> _Challenge 1_: From the matrix autodiff text, extract the stretch from "## Trace algebra" through "to manageable sizes." word for word.
> _Challenge 2_: Please condense the paragraph in the matrix autodiff text that begins "The Jacobian of a function with" while keeping its main facts.

> _Given text_:
■ ■ ■ ■ ■ ■ ■
An expression $A$ may be used as an operand in multiple expressions
involved in the computation of $y.$ As with scalars, the adjoints need
to be propagated from each result, leading to the fundamental matrix
autodiff rule for a subexpression $B = f(\ldots, A, \ldots)$ involved
in the computation of $y,$
$$
\overline{A}
\ \ {\small +}{=} \ \
\textrm{J}_f^{\top}(A) \cdot \overline{B}.
$$

## Trace algebra

The Jacobian of a function with an $N \times M$ matrix operand and $K
\times L$ matrix result has $N \cdot M \cdot K \cdot L$ elements, one
for each derivative of an output with respect to an input.  This
makes it prohibitively expensive in terms of both memory and
computation to store and multiply Jacobians explicitly.  Instead,
algebra is used to reduce adjoint computations to manageable sizes.
■ ■ ■ ■ ■ ■ ■
> _Data listing_:
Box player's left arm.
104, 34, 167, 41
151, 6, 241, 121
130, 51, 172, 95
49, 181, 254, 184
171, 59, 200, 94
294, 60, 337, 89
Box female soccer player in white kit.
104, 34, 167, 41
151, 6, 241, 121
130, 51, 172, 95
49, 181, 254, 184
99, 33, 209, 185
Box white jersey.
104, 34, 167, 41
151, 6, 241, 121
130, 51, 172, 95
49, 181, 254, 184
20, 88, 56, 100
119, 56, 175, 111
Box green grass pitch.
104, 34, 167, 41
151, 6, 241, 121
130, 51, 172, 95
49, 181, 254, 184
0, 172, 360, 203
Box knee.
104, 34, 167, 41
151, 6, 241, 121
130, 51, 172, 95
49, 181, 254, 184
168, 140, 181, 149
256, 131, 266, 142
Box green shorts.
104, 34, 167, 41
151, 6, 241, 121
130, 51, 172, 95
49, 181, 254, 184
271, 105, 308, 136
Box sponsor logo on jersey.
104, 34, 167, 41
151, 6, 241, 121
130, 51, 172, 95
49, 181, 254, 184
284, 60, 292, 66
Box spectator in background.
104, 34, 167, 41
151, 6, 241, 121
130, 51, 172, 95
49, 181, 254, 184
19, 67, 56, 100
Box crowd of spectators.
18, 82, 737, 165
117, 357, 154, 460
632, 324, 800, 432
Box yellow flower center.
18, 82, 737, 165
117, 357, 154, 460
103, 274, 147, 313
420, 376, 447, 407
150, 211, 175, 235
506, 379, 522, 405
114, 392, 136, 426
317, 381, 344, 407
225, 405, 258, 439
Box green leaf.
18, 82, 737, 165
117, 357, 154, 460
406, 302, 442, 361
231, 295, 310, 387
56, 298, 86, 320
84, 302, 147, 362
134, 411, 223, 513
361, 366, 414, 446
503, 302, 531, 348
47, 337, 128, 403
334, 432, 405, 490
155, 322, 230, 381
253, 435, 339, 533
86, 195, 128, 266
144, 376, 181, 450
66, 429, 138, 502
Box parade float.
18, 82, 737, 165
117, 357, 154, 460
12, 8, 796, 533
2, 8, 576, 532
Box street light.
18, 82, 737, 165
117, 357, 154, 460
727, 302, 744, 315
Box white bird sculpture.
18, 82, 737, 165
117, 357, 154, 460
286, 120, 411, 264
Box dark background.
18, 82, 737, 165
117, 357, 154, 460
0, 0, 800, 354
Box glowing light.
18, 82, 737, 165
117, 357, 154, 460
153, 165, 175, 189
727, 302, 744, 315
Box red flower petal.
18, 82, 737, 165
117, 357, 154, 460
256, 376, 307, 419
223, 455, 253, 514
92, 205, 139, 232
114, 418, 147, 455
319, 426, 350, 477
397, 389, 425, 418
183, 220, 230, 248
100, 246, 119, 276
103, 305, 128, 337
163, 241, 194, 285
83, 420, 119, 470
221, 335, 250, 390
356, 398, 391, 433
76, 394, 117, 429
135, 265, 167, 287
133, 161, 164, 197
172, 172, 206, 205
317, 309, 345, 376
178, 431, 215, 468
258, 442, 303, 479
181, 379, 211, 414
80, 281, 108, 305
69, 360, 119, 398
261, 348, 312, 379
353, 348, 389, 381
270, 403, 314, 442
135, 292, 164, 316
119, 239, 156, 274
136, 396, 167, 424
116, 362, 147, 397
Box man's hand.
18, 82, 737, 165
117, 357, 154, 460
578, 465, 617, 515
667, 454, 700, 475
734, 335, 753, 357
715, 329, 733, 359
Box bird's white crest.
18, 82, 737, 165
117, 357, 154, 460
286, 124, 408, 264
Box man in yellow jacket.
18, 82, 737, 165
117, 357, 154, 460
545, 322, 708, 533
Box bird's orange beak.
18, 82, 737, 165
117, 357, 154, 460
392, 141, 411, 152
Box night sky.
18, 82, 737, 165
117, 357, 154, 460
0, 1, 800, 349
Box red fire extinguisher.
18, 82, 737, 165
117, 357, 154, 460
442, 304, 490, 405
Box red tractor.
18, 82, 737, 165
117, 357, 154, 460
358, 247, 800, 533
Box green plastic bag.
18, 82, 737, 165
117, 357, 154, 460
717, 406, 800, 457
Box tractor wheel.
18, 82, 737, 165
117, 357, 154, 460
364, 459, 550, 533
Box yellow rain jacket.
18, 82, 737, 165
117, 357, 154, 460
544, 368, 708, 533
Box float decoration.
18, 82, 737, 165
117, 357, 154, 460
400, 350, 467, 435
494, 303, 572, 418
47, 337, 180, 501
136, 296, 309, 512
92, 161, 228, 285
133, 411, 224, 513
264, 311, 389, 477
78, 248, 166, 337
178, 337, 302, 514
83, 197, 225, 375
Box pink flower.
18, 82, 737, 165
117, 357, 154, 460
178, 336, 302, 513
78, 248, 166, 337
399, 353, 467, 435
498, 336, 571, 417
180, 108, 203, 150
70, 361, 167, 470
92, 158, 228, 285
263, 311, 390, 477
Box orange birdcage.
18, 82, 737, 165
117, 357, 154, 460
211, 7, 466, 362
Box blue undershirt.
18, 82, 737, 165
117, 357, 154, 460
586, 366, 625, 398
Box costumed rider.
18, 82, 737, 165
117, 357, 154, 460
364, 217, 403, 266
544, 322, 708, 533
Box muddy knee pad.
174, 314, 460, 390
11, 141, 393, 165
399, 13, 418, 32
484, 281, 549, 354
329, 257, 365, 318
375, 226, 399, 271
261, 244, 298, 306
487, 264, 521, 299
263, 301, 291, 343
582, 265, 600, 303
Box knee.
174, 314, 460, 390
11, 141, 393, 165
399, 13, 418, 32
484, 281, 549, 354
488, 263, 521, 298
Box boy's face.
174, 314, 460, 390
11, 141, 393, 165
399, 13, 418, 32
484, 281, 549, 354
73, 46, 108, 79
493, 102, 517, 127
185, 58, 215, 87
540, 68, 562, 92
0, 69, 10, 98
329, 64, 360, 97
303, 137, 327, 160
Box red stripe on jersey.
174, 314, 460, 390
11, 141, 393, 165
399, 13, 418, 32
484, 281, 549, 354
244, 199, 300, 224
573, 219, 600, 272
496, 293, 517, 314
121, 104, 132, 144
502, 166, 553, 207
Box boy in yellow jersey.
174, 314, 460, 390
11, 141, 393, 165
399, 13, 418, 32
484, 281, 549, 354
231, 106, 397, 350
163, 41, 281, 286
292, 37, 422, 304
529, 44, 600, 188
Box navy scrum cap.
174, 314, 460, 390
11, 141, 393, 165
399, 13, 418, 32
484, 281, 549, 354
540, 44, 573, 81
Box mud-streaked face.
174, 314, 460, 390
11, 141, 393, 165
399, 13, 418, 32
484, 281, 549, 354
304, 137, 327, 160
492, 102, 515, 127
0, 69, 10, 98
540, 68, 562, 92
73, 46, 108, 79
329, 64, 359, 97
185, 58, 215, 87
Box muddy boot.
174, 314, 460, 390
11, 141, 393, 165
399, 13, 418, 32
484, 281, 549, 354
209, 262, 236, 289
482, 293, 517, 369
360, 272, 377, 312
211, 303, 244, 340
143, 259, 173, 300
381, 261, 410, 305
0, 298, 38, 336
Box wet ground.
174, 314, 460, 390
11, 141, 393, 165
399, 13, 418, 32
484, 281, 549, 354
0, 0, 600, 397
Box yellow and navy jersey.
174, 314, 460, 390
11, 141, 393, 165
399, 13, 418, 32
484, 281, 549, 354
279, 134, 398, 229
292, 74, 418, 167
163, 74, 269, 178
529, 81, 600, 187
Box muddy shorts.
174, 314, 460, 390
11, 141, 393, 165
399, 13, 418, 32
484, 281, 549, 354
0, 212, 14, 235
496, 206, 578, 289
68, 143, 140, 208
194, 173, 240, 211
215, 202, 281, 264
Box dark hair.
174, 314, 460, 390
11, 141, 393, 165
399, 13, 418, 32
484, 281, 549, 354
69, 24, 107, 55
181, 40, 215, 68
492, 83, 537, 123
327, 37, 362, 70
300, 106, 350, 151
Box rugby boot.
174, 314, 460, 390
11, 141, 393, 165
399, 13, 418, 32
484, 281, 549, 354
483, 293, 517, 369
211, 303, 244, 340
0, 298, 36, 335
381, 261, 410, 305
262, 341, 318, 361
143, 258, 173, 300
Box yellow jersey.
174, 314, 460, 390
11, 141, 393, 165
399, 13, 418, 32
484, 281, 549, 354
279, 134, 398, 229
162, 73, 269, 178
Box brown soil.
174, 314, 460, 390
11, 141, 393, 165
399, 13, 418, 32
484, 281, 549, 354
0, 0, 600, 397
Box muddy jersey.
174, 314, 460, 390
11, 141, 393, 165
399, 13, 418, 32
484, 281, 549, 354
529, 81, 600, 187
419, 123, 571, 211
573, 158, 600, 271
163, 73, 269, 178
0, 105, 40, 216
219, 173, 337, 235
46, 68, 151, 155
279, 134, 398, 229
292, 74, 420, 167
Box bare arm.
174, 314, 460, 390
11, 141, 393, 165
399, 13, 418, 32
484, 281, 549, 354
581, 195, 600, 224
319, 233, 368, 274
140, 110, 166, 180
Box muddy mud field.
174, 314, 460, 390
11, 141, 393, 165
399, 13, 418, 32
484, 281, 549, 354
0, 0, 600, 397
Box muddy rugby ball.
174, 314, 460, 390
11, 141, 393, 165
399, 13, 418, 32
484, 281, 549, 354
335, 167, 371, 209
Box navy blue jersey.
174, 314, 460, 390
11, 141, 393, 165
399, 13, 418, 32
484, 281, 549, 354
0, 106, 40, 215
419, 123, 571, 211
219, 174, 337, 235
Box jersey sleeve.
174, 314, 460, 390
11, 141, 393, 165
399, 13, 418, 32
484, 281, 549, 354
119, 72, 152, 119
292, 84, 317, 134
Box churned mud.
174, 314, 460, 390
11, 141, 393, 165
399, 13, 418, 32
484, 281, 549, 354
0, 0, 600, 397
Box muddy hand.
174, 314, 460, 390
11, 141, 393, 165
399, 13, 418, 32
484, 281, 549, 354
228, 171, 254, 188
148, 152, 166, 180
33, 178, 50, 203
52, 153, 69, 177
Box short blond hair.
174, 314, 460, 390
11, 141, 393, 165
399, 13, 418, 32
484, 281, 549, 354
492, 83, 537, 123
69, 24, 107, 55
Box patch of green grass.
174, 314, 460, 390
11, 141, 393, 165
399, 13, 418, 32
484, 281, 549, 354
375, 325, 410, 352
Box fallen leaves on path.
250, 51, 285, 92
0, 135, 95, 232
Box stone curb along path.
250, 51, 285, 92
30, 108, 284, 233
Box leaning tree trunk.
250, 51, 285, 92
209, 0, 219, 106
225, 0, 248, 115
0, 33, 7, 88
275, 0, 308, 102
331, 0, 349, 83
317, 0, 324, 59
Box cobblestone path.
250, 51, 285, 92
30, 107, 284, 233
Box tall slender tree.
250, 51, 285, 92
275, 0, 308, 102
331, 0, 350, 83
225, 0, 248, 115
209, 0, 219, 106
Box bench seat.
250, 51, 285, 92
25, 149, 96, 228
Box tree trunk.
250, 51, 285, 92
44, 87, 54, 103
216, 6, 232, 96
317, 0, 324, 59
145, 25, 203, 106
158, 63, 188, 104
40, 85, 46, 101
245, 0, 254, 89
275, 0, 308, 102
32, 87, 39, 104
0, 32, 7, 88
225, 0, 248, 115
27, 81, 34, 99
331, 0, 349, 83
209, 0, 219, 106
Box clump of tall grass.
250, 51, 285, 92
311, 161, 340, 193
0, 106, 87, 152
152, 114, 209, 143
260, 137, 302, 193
■ ■ ■ ■ ■ ■ ■
> _Complete output 1_:
## Trace algebra

The Jacobian of a function with an $N \times M$ matrix operand and $K
\times L$ matrix result has $N \cdot M \cdot K \cdot L$ elements, one
for each derivative of an output with respect to an input.  This
makes it prohibitively expensive in terms of both memory and
computation to store and multiply Jacobians explicitly.  Instead,
algebra is used to reduce adjoint computations to manageable sizes.

> _Complete output 2_: A function that takes an N × M matrix and returns a K × L matrix has a Jacobian with N · M · K · L elements, one for each output–input derivative. Storing and multiplying such Jacobians explicitly costs too much memory and computation, so algebra is used instead to keep adjoint computations manageable.